Ce n‘est pas qu’on était très confiants lorsque l’Inspecteur venait nous visiter mais ça nous semblait le moyen le moins mauvais d’évaluer notre pratique professionnelle, en tout cas le plus neutre. Mais c’est fini tout cela : notre travail et le fonctionnement de notre école vont désormais être évalués par… des gens qui n’y connaissent rien : les familles, les élèves ( !!! ), les élus, les partenaires de l’école… Ce qui débouchera sur la remise en cause complète de notre statut d’agent de l’Etat et de notre liberté pédagogique… C’est vraiment dommage que le ministre n’ait pas eu l’idée de nous consulter, nous les enseignants, parce que précisément on sait pourquoi le système ne fonctionne plus ! Ainsi on aurait pu économiser beaucoup de temps et d’argent. Mais ce n’était sans doute pas l’objectif…
Avec A&D CFE-CGC réclame l’ARRÊT IMMEDIAT des évaluations d’écoles, dispositif inepte et chronophage qui, loin d’améliorer le fonctionnement des écoles, va encore dégrader la qualité de l’enseignement et les conditions de travail des enseignants.

### Travail à faire
- a) D'après le texte sur l'évaluation des écoles, que réclame A&D CFE-CGC ?
- b) Reprenez le texte sur l'évaluation des écoles à la suite de sa dernière phrase.

### Extraits de données
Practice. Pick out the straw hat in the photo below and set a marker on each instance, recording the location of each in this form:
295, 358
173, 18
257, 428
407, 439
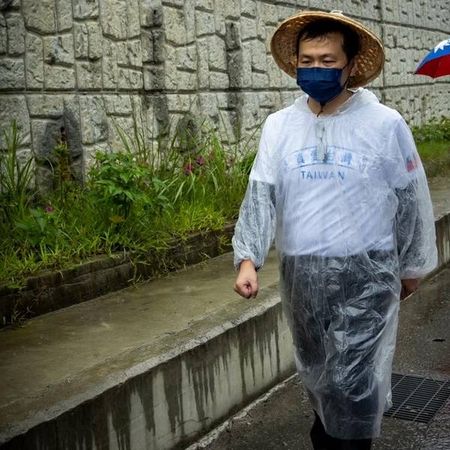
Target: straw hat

---

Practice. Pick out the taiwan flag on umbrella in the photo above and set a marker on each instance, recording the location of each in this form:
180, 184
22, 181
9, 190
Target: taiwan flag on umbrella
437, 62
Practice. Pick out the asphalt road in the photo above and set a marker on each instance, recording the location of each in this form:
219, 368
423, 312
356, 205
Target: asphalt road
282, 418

### Réponses dans l'ordre
- a) L'arrêt immédiat des évaluations d'écoles.

- b)
Et pour couronner le tout notre directrice – dépitée – nous a rappelé qu’il y aurait cette automne la « grande concertation pour revaloriser la profession d’enseignant » voulue par Pap Ndiaye. Quelle blague ! Nul ici n’a oublié le « Grand Débat » de 2004, alors nous savons bien à quoi nous attendre : « Il faudrait que les profs… Les profs devraient faire ça… Les profs ils pourraient… Les profs ils ne font pas assez… ». Personne ici n’attend la moindre solution de cette mascarade.
Voilà. Ce n’est pas rose, mais cette rentrée, on l’a faite quand même. On reste pour nos élèves, pour ce métier auquel on a cru et croit encore. Si le combat est inégal, il n’est pas perdu d’avance.
Action & Démocratie CFE-CGC relève le défi. Enfin, un syndicat qui se bat aux côtés des professeurs des écoles, qui relaie les préoccupations de ceux du terrain, ceux qui aiment ce métier et ne se résignent pas à laisser l’école et nos jeunes devenir la proie de réformes absurdes et d’une gestion délirante !
Ensemble, nous sommes plus forts !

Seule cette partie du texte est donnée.